> **COMPLETE THE FOLLOWING**
- A) Quote from the forum thread on multiplexing and CDNs everything from "It was pretty" down to "was a thing.".
- B) In the forum thread on multiplexing and CDNs, what does the match who is still with the poster now jokingly say the poster invented?

> **ARTICLE**
= = = =

It was pretty slick. I realize these days modern stacks give you multiplexing for free, but to put in context this was created in the era before even JQuery was well-known.

Funny story, I shared it with one of my matches and she found it super useful but was a bit surprised that, in a way, I was helping my competition. Turned out OK... we're still together nearly two decades later and now she generously jokes I invented Tinder before it was a thing.

Sure, you can reimplement multiplexing on the application level, but it just makes more sense to do it on the transport level, so that people don't have to do it in JavaScript.

This is wonderful to hear. I have a naive question. Is this the reason most websites/web servers absolutely need CDNs (apart from their edge capabilities) because they understand caching much more than a web developer does? But I would think the person more closer to the user access pattern would know the optimal caching strategy.

  • Most websites do not need CDNs.

    CDNs became popular back in the old days, when some people thought that if two websites are using jquery-1.2.3.min.js, CDN could cache it and second site would load quicker. These days, browser don't do that, they'll ignore cached assets from other websites because it somehow helps to protect user privacy and they value privacy over performance in this case.

= = = =

> **STORED DATA**
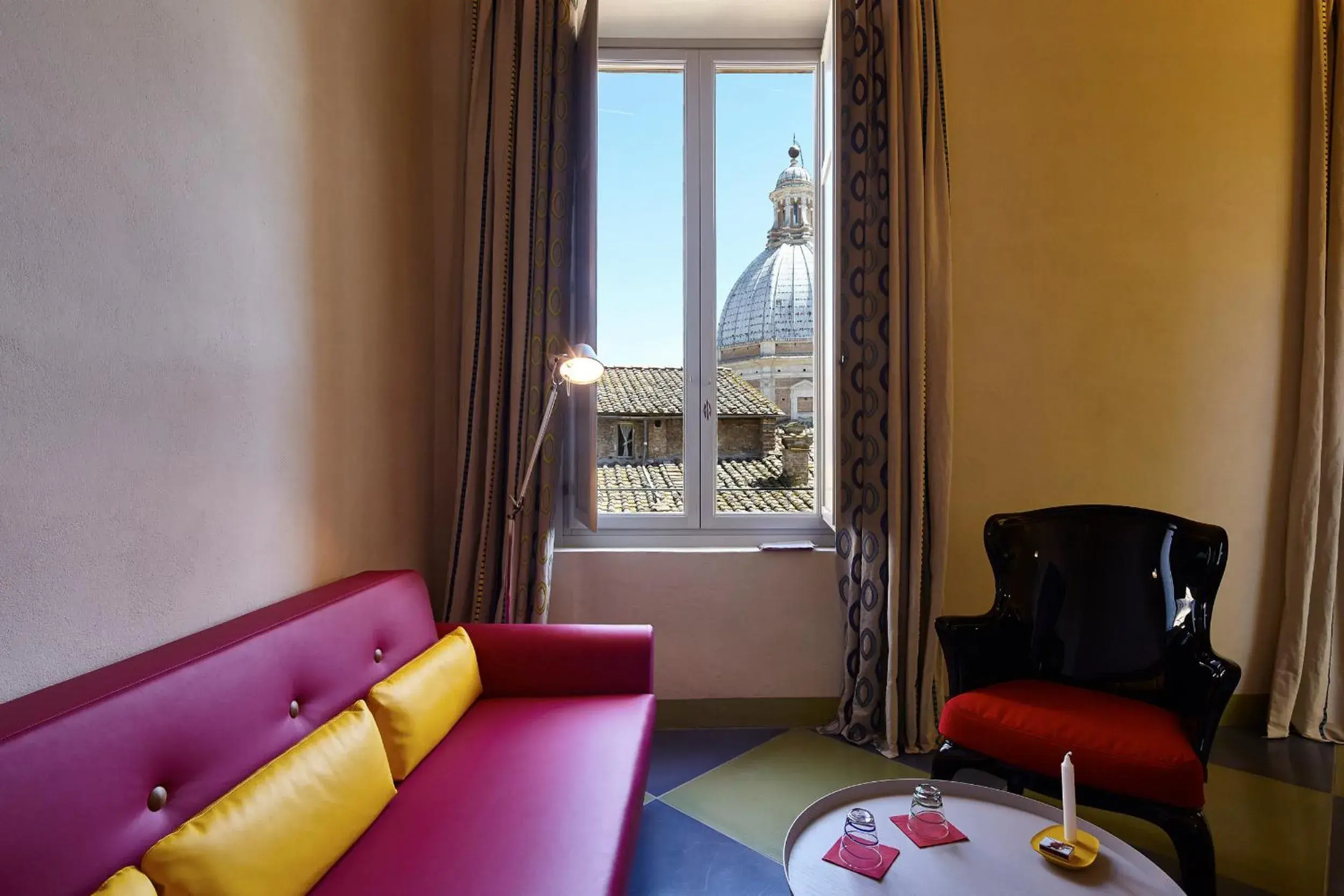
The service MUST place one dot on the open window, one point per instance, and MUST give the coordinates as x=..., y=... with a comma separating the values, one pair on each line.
x=711, y=297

= = = =

> **SOLUTIONS FOR EACH TASK**
- A)
It was pretty slick. I realize these days modern stacks give you multiplexing for free, but to put in context this was created in the era before even JQuery was well-known.

Funny story, I shared it with one of my matches and she found it super useful but was a bit surprised that, in a way, I was helping my competition. Turned out OK... we're still together nearly two decades later and now she generously jokes I invented Tinder before it was a thing.

- B) Tinder, before it was a thing.